INFORMATION SHOWN →
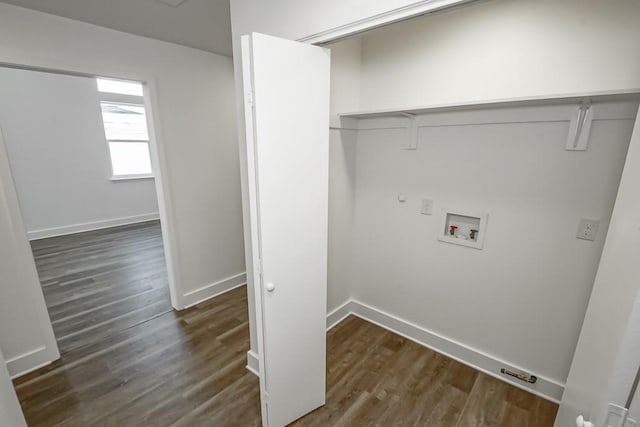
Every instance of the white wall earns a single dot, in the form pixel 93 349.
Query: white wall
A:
pixel 10 413
pixel 345 91
pixel 614 292
pixel 503 49
pixel 530 49
pixel 522 298
pixel 59 157
pixel 191 95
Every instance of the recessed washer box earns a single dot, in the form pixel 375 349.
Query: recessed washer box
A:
pixel 463 228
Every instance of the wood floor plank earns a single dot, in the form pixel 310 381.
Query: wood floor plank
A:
pixel 128 359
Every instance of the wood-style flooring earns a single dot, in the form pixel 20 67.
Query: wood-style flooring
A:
pixel 129 360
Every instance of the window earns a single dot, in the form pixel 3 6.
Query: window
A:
pixel 125 126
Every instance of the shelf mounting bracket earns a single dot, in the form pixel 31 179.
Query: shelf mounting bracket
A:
pixel 580 128
pixel 411 132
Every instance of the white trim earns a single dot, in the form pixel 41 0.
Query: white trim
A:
pixel 545 388
pixel 30 361
pixel 253 365
pixel 90 226
pixel 130 177
pixel 395 15
pixel 339 314
pixel 212 290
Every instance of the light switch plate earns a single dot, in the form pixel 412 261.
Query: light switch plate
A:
pixel 588 229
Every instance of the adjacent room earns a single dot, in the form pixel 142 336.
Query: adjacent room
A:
pixel 79 152
pixel 293 213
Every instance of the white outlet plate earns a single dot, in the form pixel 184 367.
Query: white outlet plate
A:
pixel 588 229
pixel 427 207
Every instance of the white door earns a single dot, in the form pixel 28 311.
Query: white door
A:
pixel 287 119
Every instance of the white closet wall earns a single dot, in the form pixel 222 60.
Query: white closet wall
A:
pixel 522 298
pixel 345 95
pixel 502 50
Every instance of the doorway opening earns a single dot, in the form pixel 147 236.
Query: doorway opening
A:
pixel 79 150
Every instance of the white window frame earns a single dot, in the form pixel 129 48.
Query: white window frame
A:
pixel 135 101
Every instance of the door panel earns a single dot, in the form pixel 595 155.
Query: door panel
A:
pixel 287 117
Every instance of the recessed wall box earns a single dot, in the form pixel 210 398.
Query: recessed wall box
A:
pixel 463 228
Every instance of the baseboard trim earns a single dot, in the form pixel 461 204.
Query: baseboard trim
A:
pixel 339 314
pixel 545 388
pixel 90 226
pixel 29 362
pixel 252 363
pixel 196 296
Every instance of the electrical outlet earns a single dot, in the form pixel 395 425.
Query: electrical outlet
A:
pixel 588 229
pixel 427 207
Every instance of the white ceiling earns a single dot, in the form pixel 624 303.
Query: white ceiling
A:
pixel 201 24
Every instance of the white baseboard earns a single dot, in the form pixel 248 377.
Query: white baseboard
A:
pixel 30 361
pixel 90 226
pixel 252 363
pixel 213 290
pixel 339 314
pixel 544 387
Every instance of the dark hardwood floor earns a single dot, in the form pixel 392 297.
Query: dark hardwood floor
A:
pixel 129 360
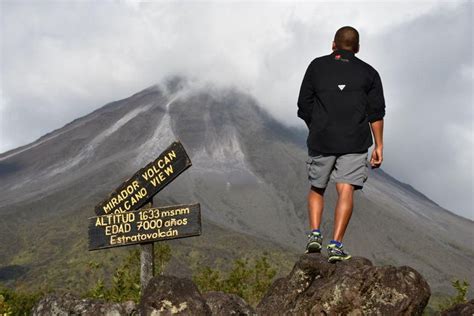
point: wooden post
(147, 261)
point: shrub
(249, 282)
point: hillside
(248, 173)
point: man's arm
(306, 97)
(375, 115)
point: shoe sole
(334, 259)
(314, 247)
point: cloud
(61, 60)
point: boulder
(352, 287)
(68, 304)
(222, 303)
(166, 295)
(460, 309)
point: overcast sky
(62, 59)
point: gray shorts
(348, 168)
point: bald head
(347, 37)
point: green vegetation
(125, 283)
(461, 288)
(247, 281)
(17, 303)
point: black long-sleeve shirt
(339, 96)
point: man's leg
(343, 210)
(315, 206)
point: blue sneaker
(337, 253)
(315, 242)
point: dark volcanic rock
(355, 287)
(68, 304)
(222, 303)
(460, 309)
(167, 295)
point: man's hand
(377, 157)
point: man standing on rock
(339, 96)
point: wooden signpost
(146, 182)
(144, 225)
(121, 221)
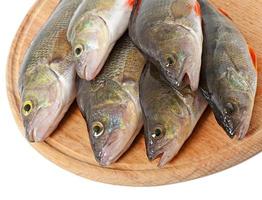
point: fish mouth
(166, 153)
(115, 147)
(44, 122)
(235, 130)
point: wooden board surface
(209, 150)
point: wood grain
(209, 150)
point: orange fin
(131, 3)
(197, 9)
(253, 56)
(225, 13)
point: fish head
(90, 40)
(113, 123)
(167, 122)
(41, 102)
(174, 50)
(233, 106)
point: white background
(25, 174)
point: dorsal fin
(225, 13)
(253, 57)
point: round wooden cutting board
(209, 150)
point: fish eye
(157, 133)
(229, 108)
(79, 50)
(171, 60)
(98, 129)
(27, 108)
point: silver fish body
(110, 103)
(228, 75)
(47, 75)
(169, 33)
(169, 115)
(93, 32)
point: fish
(229, 75)
(110, 103)
(93, 32)
(169, 33)
(47, 75)
(170, 115)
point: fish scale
(170, 115)
(47, 75)
(169, 34)
(110, 103)
(227, 61)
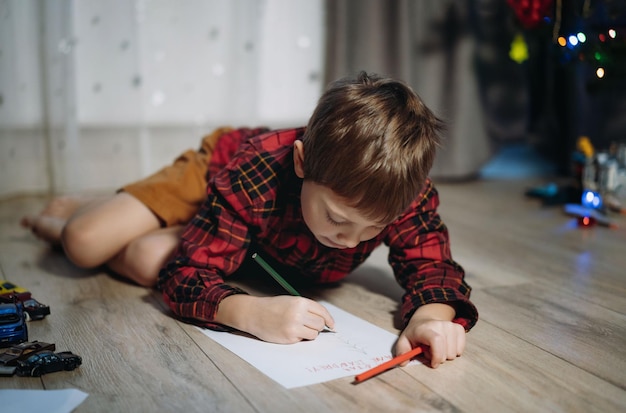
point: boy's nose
(350, 240)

AIM OF THE EXERCISE → Without any of the pictures, reproduce the listing above exactly.

TASK SOLUTION →
Every instance of the white wall earns a single dot, in the form pixel 93 349.
Query: white wall
A:
pixel 10 413
pixel 345 91
pixel 614 292
pixel 503 49
pixel 530 49
pixel 522 298
pixel 59 157
pixel 191 95
Every instance of the recessed washer box earns a single dot, in the form pixel 375 349.
Query: recessed washer box
A:
pixel 463 228
Every instance of the wood floor plank earns a single dot, in the form pixel 310 381.
Query: wood floor plank
A:
pixel 128 359
Every instance of the wood-style flooring earns a single dot, in the form pixel 20 67.
Query: wood-style flooring
A:
pixel 129 360
Every instance of the window earns a single dot, in the form pixel 3 6.
Query: window
A:
pixel 125 126
Every instance of the shelf mounting bracket earns a single dot, in the form pixel 31 179.
Query: shelf mounting bracket
A:
pixel 580 128
pixel 411 132
Every instance of the white trim earns a single dot, in the form pixel 41 0.
Query: white trim
A:
pixel 545 388
pixel 30 361
pixel 253 365
pixel 90 226
pixel 130 177
pixel 395 15
pixel 339 314
pixel 212 290
Every instance of the light switch plate earns a single dot, in the form pixel 412 261.
Query: light switch plate
A:
pixel 588 229
Every instance of the adjacent room earns a single dot, in the form pixel 142 336.
Query: adjacent room
A:
pixel 79 152
pixel 293 213
Every instance of the white outlet plate earns a single dot, in the form pixel 184 367.
Query: white outlet plate
A:
pixel 588 229
pixel 427 207
Every instance of the white door earns a single dot, in the form pixel 28 311.
Query: white door
A:
pixel 287 119
Every instance of the white closet wall earns a single dot, in the form pixel 222 60.
Query: white closet wall
A:
pixel 522 298
pixel 345 95
pixel 502 50
Every instance of the doorway opening earns a single dot, in the form pixel 147 236.
Query: doorway opening
A:
pixel 79 150
Every instance of the white window frame earns a single dot, in the form pixel 129 48.
Query: white window frame
A:
pixel 135 101
Every instance of the door panel earns a single dot, in the form pixel 595 155.
Query: door panel
A:
pixel 287 117
Every instance of the recessed wall box earns a single dot, in the form pixel 210 398.
Query: recessed wall box
A:
pixel 463 228
Every instance of the baseboard trim earns a single dot, in the form pixel 461 204.
Query: baseboard trim
A:
pixel 339 314
pixel 545 388
pixel 90 226
pixel 29 362
pixel 252 363
pixel 196 296
Every instance of the electrical outlet earns a single dot, in the form pixel 395 425.
Query: electrical outlet
A:
pixel 588 229
pixel 427 207
Every instance of the white ceiling earns a single dot, in the form pixel 624 303.
Query: white ceiling
A:
pixel 201 24
Every instance of the white baseboard earns a single dot, in the form pixel 248 377.
Query: white baseboard
A:
pixel 30 361
pixel 90 226
pixel 252 363
pixel 213 290
pixel 339 314
pixel 544 387
Every instance of the dark hardwood floor earns a single dot, in the form pixel 392 297.
Query: dark hardwood floor
A:
pixel 129 360
point: wooden post
(147, 261)
point: shrub
(249, 282)
point: hillside
(248, 173)
point: man's arm
(306, 97)
(375, 115)
point: shoe sole
(334, 259)
(314, 247)
point: cloud
(61, 60)
point: boulder
(352, 287)
(68, 304)
(222, 303)
(166, 295)
(460, 309)
point: overcast sky
(62, 59)
point: gray shorts
(348, 168)
point: bald head
(347, 37)
point: green vegetation
(125, 283)
(461, 288)
(247, 281)
(17, 303)
point: black long-sleeve shirt
(339, 96)
point: man's leg
(343, 210)
(315, 206)
point: blue sneaker
(337, 253)
(315, 242)
point: dark volcanic rock
(355, 287)
(68, 304)
(222, 303)
(460, 309)
(167, 295)
point: man's hand
(377, 157)
point: man standing on rock
(339, 96)
point: wooden signpost
(146, 182)
(144, 225)
(121, 221)
point: fish mouth
(166, 153)
(115, 147)
(44, 122)
(235, 130)
point: wooden board surface
(209, 150)
point: wood grain
(209, 150)
point: orange fin
(131, 3)
(197, 9)
(253, 56)
(225, 13)
point: fish head
(90, 40)
(113, 123)
(167, 122)
(41, 102)
(174, 50)
(233, 106)
point: white background
(25, 174)
point: dorsal fin
(225, 13)
(253, 57)
point: round wooden cutting board
(209, 150)
point: fish eye
(157, 133)
(229, 108)
(79, 50)
(171, 60)
(98, 129)
(27, 108)
point: silver fish body
(110, 103)
(228, 75)
(47, 75)
(169, 33)
(169, 115)
(93, 32)
point: fish
(229, 75)
(110, 103)
(93, 32)
(169, 33)
(47, 75)
(170, 115)
point: fish scale
(170, 115)
(47, 75)
(169, 34)
(110, 103)
(227, 61)
point: boy's nose
(350, 240)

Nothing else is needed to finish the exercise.